++++ Excerpt
Re: HTTP Filtering and Threads...




Quoth Dan <danett18@xxxxxxxxxxxx>:
1) I have a code in perl which is doing a HTTP request and getting a
response and saving in a variable, so I want to filter a specific
value of a field. My code is more or less like this one:

next unless /^<input name/i;

You are trying to parse HTML with regular expressions. This is a very
bad idea. I would strongly recommend using HTML::Parser, or another
module capable of actually parsing HTML.

my ($name, $value) = $_ =~ /input name="(.*)Name" type=.*
value="(.*)">/i;

This will fail because the * regex operator is 'greedy': it always takes
as much text as it can. This is why you are always getting the last
value in your example below: the first .* matches everything from the
first 'name="' all the way to the middle of the last <input> tag.

if ((length($value)) > 1){
$MiddleName = $value;
#Some Stuff Code...
print "$MiddleName";<br><br>
^^^^^^^^
This is not Perl. Please post the *actual* code you ran. It make things
simpler :).

}

However the HTTP request return a HTML code that is more or less like
this:

#Some non relevante HTML stuff...
<input name="$mdName" type="hidden" value="Silva">
#Some non relevante HTML stuff...
++++++++
++++ Recorded data
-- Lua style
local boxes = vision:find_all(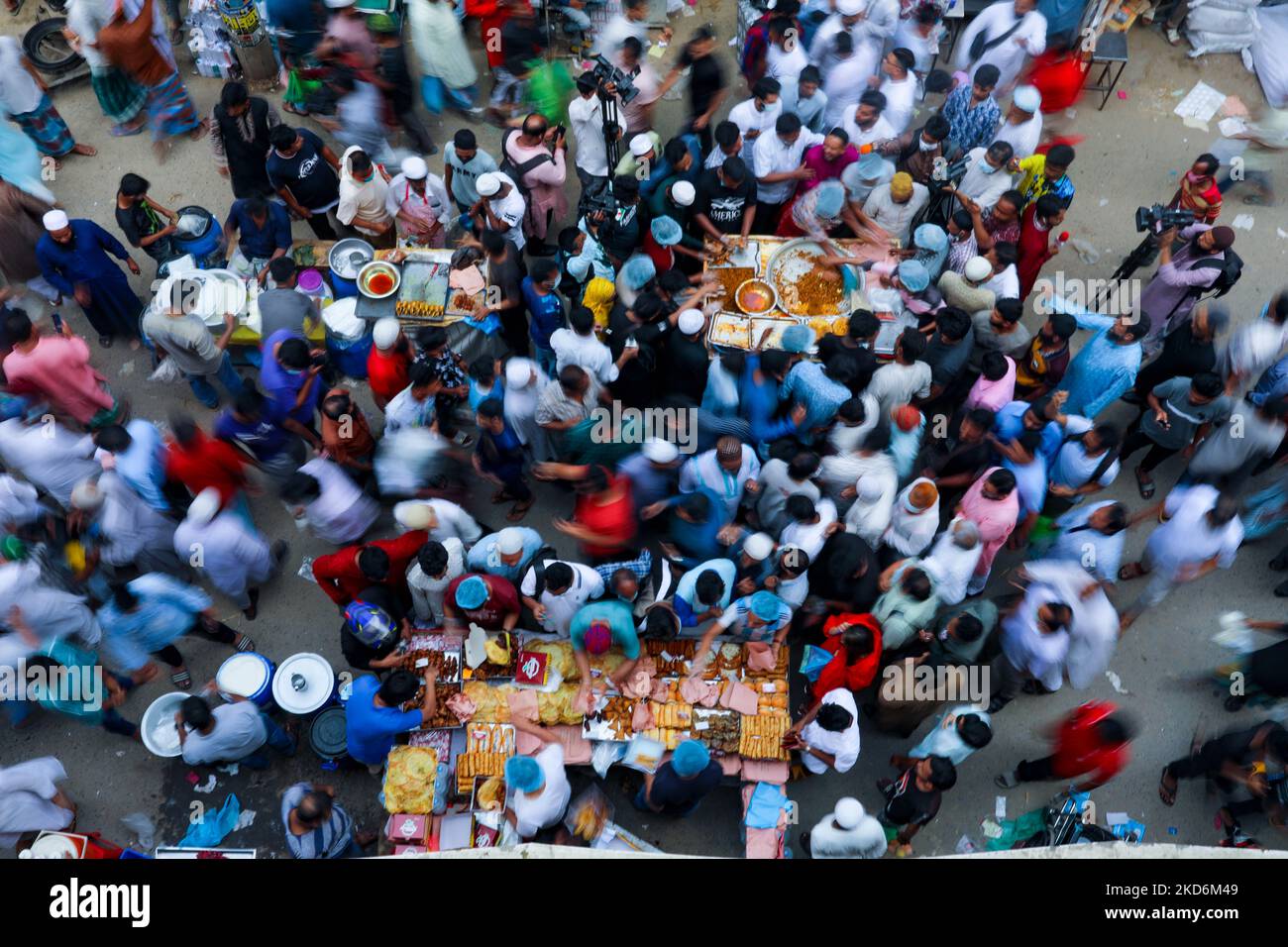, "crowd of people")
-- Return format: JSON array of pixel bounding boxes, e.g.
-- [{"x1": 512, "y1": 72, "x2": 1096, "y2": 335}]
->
[{"x1": 0, "y1": 0, "x2": 1288, "y2": 858}]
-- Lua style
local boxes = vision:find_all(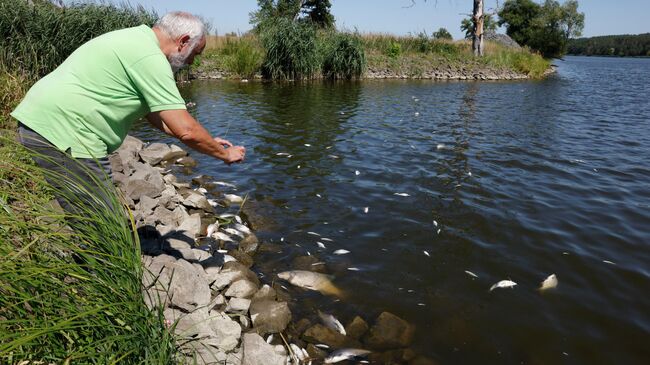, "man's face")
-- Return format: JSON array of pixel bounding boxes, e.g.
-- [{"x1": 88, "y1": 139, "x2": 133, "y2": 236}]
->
[{"x1": 169, "y1": 37, "x2": 205, "y2": 72}]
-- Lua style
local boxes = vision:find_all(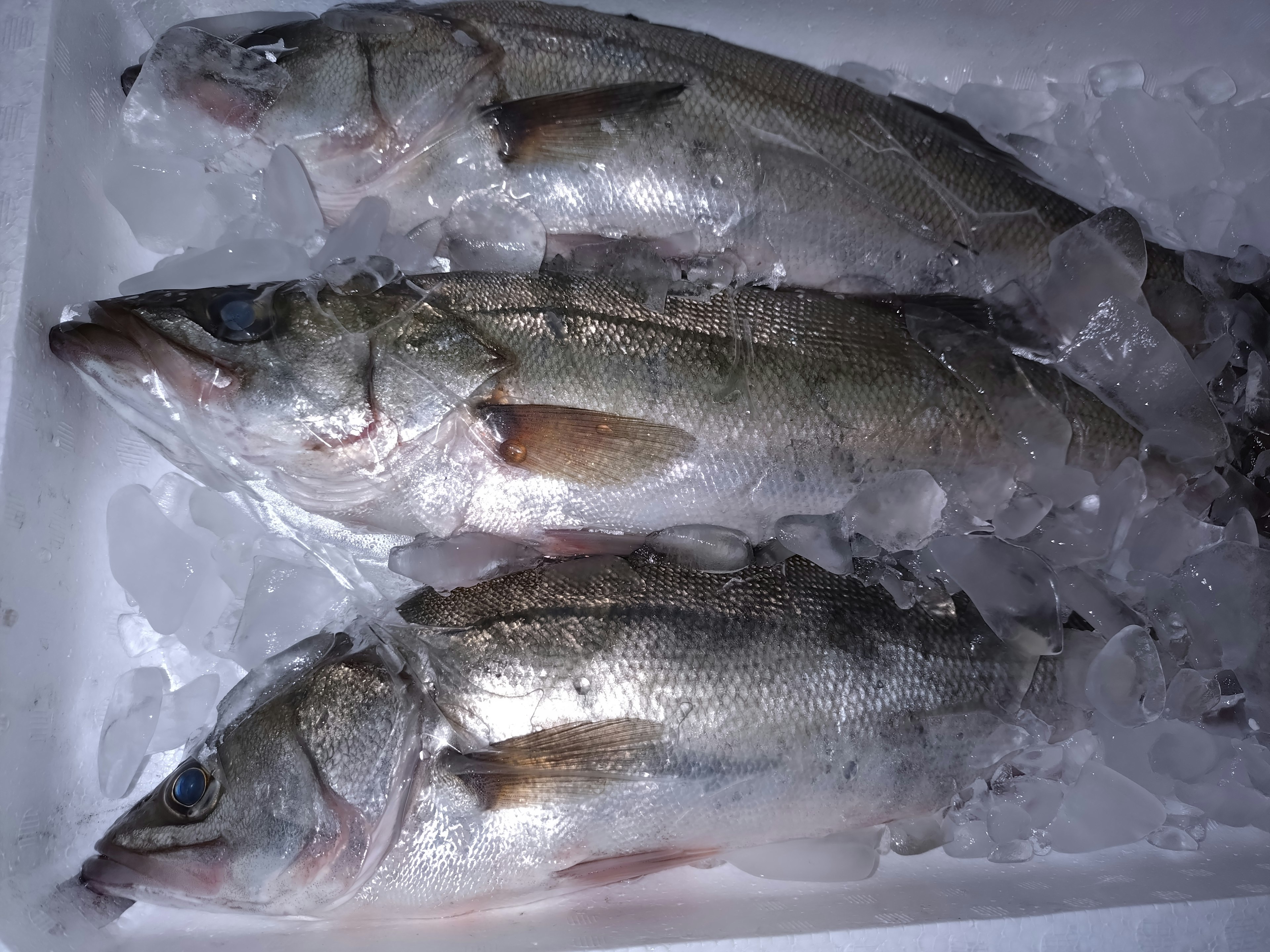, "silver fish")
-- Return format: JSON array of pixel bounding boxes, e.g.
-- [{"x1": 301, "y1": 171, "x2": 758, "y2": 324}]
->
[
  {"x1": 153, "y1": 1, "x2": 1180, "y2": 297},
  {"x1": 84, "y1": 555, "x2": 1059, "y2": 916},
  {"x1": 50, "y1": 273, "x2": 1140, "y2": 542}
]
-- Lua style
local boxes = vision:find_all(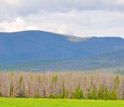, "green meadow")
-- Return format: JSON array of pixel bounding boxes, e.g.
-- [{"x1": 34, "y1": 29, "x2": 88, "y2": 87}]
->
[{"x1": 0, "y1": 98, "x2": 124, "y2": 107}]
++++++++
▸ Actions to take:
1. Summarize the forum reply about parsing HTML in Perl in two sentences.
2. Carry on the forum reply about parsing HTML in Perl from the point where it stops.

▸ Task responses:
1. The reply advises against parsing HTML with regular expressions and recommends HTML::Parser or another module that can actually parse HTML. It explains that the greedy * operator takes as much text as it can, which is why the last value is always returned, and it asks for the actual code that was run.

2.
<input name="Name" type="hidden" value="Silva">
<input name="mdName" type="hidden" value="Daniel">
#Some non relevante HTML stuff...<code>

The problem is that my code is getting the value of "mdName" which is
"Daniel" and I want it get the value of "$mdName" which is "Silva" and
if it is missing (blank) I want to get the value of "Name" which in
the example also is "Silva". But I never want to get the value of
"mdName" which is "Daniel" and is what always is happening. :(

Obs.: I also tried (without sucess) use:

* my ($name, $value) = $_ =~ input name="\"\$mdName\" type=.*
value="(.*)">/i;

* my ($name, $value) = $_ =~ m/input name=\"\$mdName\" type=.*
value="(.*)">/i;

* my ($name, $value) = $_ =~ input name="\/$mdName\/" type=.*
value="(.*)">/i;

* my ($name, $value) = $_ =~ m/input name="\/$mdName\/" type=.*
value="(.*)">/i;

Uh, why? Don't just randomly try things hoping one will work; instead,
understand what is going wrong and fix it.

2) In the some program I have a piece of code which list all users and
do a loop for call the function which will get detailed information of
each user (the code in question 1 is part of this function). The
snippet is like this one:

# Some irrelevant code stuff...

(my $ruid, @userIDs) = &GetUserList($start, $end);

Don't call subs with &. It was a Perl 4 practice, and has some strange
side-effects in Perl 5.

if ($userIDs[0] == -1) { exit(0); }

foreach $userID (@userIDs) {
&GetUserData($name, $middlename, $lname, $bdate);

Your sub GetUserData seems to be directly updating the variables pased
to it. This is a bad idea as it is not what someone reading the code
will expect. It would be better to return a list and call like

my ($name, $middlename, $lname, $bdate) = GetUserData;

Also, it seems to be getting the value of the user ID from a global
variable: again, it would be better to pass it to the function.


print "$userID\t: $name, $middlename, $lname, $bdate";

# Some irrelevant code stuff...

}

# Some irrelevant code stuff...

The function GetUserData() is really slow, it do HTTP Request, parse
some HTML stuff and the amount of users is big. So I would like to add
thread support to it, in a fashion that I could have for example 8
instances of this code running in paralel. :)

Note that this may well not make it run faster. Unless you have 8
processors (lucky you ;) ), it will just make things slower.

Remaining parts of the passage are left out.